— Work task —
Hand back each record exactly as you find it.
Excerpted data Start Marker
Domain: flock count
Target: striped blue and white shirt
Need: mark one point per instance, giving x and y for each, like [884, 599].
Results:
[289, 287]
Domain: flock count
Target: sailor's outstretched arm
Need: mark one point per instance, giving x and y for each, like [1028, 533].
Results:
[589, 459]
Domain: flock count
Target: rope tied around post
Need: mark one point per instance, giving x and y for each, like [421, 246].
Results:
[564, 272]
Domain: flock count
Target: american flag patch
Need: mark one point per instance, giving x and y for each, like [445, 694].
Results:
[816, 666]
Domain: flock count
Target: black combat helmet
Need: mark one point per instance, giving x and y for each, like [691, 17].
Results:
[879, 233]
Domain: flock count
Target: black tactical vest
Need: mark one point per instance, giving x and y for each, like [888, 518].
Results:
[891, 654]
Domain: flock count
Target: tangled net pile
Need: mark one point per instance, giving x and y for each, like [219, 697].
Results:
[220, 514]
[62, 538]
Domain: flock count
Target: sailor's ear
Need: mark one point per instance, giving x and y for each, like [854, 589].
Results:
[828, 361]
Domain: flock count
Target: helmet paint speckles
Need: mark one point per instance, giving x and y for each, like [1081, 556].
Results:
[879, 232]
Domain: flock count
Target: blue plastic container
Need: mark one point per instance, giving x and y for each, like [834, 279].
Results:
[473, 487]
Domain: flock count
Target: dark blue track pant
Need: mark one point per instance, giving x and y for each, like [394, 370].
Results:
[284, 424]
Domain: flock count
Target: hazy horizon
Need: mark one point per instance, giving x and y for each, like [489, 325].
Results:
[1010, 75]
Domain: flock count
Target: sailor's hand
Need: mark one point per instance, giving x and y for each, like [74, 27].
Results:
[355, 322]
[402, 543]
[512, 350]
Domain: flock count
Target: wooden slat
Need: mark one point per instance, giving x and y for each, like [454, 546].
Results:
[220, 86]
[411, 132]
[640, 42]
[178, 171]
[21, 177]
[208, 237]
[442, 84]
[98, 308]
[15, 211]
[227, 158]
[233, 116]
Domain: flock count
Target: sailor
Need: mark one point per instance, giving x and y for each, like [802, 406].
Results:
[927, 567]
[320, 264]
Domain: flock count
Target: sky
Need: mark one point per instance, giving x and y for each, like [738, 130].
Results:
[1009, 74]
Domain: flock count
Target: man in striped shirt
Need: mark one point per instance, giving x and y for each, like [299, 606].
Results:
Excerpted data End Marker
— Result for this exercise —
Domain: flock count
Target: striped blue and white shirt
Need: mark one point per instance, giving x and y for each, like [884, 599].
Results:
[289, 287]
Domain: flock count
Target: sailor's outstretched arm
Need: mark one point per instance, giving x and y for each, like [1028, 533].
Results:
[589, 459]
Domain: flock count
Target: rope tied around post
Need: mark one point per instance, giving x and y for each, like [421, 246].
Results:
[564, 272]
Domain: flock count
Target: american flag patch
Need: mark one point per instance, giving x and y for each, like [445, 694].
Results:
[816, 666]
Domain: flock count
Target: black combat helmet
Need: mark one point per instance, giving x and y for each, like [691, 17].
Results:
[879, 233]
Domain: flock count
Target: black tactical vest
Need: mark one point per instance, giving x and y for each, like [888, 518].
Results:
[891, 654]
Domain: flock count
Target: tangled net pile
Need: mark one point per instance, giving x and y for each, like [219, 697].
Results:
[220, 514]
[62, 538]
Domain: flock count
Target: sailor's ear
Need: mark one point per instance, giving x and y for each, like [854, 589].
Results:
[828, 361]
Domain: flock count
Target: helmet paint speckles
Need: mark one point per instance, giving x and y for each, like [1081, 556].
Results:
[879, 232]
Domain: flock count
Target: blue plastic container
Need: mark one point per instance, giving x and y for each, like [834, 279].
Results:
[473, 487]
Domain: flock count
Target: dark blue track pant
Need: mark one point per instance, giving x and y for each, like [394, 370].
Results:
[284, 424]
Domain: flock count
Target: hazy horizon
Need: mark one point per instance, giving x and y for each, like [489, 325].
Results:
[1010, 75]
Domain: flock count
Target: sailor's hand
Need: mark one point per instance, giving x and y for each, like [74, 27].
Results:
[355, 322]
[402, 543]
[512, 350]
Domain: flock count
Target: wooden slat
Need: mark one point per instance, giving x and y for each, like [454, 546].
Results:
[220, 86]
[411, 132]
[640, 42]
[178, 171]
[21, 177]
[208, 237]
[442, 84]
[98, 308]
[15, 211]
[227, 158]
[233, 116]
Domain: flock count
Target: sailor
Need: mark one point per instance, giving x and y for each, like [802, 406].
Results:
[927, 567]
[320, 264]
Domain: flock count
Target: sky
Need: mark one point per instance, giving x and y for each, like [738, 130].
Results:
[1009, 74]
Domain: flock count
Target: man in striped shirt
Need: mark one point per instance, giving x and y for each, like [299, 606].
Results:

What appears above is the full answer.